START

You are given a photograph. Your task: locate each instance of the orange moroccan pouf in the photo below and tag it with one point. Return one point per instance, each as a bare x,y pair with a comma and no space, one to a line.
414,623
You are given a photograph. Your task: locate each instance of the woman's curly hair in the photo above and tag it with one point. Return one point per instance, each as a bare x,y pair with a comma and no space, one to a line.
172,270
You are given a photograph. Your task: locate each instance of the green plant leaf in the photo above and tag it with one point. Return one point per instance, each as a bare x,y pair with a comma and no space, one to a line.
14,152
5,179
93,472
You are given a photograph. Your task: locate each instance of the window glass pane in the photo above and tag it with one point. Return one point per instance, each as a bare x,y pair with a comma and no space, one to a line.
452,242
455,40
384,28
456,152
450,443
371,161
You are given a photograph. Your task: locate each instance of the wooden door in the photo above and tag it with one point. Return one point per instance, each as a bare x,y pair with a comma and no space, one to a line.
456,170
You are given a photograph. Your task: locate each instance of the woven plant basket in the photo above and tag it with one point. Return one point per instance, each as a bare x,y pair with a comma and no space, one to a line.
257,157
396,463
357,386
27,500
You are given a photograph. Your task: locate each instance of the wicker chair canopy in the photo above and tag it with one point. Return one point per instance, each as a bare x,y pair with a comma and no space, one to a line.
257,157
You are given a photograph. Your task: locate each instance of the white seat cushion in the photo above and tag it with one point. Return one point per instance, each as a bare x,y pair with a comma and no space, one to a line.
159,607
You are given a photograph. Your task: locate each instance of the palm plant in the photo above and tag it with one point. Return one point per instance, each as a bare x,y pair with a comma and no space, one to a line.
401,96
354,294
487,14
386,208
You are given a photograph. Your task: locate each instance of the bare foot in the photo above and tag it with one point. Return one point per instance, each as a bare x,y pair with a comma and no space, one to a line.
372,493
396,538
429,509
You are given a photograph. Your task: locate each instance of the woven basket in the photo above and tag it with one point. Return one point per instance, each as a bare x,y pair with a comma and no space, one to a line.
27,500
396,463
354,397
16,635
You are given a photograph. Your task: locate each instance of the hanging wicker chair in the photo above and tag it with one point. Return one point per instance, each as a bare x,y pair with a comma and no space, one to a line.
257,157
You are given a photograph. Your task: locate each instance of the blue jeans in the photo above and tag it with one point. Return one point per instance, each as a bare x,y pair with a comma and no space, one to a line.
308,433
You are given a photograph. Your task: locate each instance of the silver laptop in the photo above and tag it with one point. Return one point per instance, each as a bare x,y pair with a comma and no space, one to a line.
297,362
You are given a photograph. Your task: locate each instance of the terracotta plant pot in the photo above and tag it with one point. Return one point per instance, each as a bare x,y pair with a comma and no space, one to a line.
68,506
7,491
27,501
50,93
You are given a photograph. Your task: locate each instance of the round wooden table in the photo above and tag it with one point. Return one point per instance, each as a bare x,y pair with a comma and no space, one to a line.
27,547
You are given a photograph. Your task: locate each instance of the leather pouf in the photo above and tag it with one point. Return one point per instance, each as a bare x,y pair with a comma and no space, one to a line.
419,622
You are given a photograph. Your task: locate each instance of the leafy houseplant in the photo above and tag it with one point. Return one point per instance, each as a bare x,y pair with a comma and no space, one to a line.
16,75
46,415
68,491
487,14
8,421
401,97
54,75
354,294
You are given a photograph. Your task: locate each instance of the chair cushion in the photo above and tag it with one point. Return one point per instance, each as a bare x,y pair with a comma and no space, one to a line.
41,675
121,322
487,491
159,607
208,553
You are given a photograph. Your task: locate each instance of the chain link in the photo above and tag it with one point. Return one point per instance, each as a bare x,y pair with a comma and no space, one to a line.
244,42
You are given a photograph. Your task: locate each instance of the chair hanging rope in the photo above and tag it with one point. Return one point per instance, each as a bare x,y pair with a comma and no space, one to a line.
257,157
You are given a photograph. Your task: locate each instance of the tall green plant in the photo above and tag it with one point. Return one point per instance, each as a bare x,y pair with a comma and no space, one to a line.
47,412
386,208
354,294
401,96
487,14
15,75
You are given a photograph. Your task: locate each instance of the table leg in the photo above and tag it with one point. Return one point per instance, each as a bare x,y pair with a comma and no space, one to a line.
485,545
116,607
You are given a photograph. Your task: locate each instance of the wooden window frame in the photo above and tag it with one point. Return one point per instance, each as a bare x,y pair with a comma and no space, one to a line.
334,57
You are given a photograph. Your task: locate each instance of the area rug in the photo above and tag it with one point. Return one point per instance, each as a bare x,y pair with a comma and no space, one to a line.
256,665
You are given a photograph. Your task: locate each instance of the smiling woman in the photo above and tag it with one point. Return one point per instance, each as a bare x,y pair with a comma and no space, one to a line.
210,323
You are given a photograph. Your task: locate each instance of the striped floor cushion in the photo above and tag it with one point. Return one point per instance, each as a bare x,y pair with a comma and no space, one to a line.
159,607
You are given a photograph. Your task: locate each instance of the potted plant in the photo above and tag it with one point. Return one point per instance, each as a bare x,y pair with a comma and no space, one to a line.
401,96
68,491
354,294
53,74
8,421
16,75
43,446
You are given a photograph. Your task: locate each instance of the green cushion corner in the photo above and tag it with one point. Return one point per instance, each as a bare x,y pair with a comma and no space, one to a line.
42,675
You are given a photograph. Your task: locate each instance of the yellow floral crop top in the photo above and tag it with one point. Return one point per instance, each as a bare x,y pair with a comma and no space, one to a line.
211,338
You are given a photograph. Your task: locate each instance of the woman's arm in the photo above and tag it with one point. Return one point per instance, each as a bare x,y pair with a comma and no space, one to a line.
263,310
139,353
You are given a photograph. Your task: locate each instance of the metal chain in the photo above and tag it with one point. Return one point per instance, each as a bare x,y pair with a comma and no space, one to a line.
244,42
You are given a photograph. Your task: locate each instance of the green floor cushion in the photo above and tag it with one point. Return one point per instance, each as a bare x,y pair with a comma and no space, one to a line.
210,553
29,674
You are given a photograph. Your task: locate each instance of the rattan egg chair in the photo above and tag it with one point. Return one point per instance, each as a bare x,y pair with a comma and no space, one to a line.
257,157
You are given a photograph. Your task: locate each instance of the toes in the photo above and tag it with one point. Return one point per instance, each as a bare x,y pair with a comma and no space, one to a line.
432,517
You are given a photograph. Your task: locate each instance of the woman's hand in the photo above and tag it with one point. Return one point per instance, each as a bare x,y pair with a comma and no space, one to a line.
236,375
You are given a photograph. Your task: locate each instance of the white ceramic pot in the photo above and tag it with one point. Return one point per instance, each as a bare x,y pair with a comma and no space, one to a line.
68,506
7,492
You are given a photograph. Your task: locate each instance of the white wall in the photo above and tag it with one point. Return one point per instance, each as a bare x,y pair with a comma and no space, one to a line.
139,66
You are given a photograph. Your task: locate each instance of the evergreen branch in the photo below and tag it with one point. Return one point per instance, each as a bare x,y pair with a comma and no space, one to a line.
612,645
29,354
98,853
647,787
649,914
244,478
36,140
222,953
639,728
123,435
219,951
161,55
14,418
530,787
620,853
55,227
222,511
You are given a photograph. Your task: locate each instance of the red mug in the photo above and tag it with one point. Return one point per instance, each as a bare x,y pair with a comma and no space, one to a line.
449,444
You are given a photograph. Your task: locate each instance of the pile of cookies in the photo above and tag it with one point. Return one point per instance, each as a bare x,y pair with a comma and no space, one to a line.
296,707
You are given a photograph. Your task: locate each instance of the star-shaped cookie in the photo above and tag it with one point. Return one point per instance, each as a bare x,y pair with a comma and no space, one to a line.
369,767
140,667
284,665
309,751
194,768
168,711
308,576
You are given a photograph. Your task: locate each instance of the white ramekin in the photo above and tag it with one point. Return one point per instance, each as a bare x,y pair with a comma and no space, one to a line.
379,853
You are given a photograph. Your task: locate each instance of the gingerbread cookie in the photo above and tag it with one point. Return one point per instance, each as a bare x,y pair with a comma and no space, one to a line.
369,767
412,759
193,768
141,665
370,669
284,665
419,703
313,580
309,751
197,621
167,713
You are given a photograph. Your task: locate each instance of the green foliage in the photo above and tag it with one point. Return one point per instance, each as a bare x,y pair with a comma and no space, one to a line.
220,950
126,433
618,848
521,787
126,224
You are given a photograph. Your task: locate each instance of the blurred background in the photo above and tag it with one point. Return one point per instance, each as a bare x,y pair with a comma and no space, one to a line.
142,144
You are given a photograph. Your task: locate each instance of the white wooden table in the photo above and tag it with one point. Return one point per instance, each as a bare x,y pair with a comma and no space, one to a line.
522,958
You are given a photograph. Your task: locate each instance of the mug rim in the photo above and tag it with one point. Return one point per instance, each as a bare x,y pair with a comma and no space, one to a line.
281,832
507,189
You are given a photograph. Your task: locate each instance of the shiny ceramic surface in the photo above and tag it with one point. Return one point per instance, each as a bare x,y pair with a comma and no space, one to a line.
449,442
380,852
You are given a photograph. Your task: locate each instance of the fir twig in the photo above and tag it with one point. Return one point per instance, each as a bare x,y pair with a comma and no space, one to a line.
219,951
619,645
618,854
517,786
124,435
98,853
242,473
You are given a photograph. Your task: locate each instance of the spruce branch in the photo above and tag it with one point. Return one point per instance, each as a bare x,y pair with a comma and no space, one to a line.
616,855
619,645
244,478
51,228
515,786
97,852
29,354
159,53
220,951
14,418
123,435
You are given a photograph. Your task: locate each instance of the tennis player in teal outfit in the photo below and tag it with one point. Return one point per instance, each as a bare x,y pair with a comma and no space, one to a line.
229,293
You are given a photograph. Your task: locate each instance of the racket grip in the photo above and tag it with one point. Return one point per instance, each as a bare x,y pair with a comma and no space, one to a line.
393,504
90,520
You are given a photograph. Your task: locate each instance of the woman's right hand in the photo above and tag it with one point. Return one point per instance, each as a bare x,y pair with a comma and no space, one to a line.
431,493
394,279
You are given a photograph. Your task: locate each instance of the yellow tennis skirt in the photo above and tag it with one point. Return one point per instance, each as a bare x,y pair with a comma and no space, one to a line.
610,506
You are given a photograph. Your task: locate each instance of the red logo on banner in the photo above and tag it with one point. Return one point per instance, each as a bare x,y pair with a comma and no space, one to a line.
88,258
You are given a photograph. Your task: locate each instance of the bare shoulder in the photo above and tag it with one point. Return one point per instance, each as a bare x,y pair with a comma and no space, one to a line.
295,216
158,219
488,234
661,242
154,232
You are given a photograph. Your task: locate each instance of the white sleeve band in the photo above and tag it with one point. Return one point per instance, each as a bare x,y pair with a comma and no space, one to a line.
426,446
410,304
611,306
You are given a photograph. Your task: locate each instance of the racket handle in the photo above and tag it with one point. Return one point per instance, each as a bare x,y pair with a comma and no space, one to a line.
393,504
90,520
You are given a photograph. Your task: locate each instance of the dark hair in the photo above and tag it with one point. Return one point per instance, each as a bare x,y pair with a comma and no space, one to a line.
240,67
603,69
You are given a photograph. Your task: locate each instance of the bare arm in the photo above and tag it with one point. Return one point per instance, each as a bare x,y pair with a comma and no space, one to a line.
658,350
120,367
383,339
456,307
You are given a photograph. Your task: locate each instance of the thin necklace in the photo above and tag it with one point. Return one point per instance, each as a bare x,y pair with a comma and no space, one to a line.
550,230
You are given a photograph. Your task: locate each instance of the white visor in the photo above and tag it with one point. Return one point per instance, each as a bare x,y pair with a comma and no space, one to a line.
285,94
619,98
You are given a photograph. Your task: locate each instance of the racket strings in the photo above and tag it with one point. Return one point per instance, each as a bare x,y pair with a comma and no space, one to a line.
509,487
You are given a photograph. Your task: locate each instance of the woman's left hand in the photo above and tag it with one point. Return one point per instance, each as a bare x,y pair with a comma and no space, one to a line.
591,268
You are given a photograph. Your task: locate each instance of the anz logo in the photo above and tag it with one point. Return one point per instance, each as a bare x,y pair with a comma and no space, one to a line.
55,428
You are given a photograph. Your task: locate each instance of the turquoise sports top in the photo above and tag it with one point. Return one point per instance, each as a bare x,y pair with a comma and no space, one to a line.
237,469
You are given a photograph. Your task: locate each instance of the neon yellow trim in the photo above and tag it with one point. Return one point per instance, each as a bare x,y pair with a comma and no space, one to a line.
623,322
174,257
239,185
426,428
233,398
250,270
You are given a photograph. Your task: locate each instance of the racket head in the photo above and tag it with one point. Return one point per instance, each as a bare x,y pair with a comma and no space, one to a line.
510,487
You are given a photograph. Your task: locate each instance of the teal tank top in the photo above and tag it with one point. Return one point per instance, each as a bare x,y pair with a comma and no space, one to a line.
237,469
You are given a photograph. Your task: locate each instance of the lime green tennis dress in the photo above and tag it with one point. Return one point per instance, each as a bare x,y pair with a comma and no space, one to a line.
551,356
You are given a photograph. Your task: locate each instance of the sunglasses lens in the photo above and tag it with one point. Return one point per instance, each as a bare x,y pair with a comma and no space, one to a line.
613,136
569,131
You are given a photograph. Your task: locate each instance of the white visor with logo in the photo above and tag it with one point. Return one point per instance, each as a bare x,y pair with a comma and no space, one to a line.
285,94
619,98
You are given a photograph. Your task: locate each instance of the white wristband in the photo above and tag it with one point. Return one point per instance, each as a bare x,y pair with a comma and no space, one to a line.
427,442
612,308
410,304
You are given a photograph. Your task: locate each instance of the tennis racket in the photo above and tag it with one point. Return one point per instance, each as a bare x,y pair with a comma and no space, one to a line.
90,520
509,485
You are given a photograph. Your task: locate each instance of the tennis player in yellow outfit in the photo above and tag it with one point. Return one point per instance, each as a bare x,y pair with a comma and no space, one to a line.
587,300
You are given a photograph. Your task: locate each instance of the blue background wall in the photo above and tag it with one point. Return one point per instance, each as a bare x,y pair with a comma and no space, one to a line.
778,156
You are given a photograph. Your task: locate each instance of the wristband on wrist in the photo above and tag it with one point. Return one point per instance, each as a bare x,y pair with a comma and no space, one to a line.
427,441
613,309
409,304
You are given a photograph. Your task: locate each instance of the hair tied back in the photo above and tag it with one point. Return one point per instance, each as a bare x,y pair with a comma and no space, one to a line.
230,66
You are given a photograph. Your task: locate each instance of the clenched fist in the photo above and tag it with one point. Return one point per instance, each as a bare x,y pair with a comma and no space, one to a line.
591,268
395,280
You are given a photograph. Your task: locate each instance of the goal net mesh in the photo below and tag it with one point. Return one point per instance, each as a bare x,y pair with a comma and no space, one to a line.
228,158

END

• [Short task] Please rewrite the stretch from the line containing "of the goal" through the end of the lines, with "soccer goal netting" in place of "goal net mesh" and nothing else changed. Return only those lines.

• [The completed task]
You are given a photograph. Your task: locate each instance of the soccer goal netting in the photo below and tag it with one point. Return one point per instance, each as a bare x,y pair with a comma and no space, one to a line.
228,158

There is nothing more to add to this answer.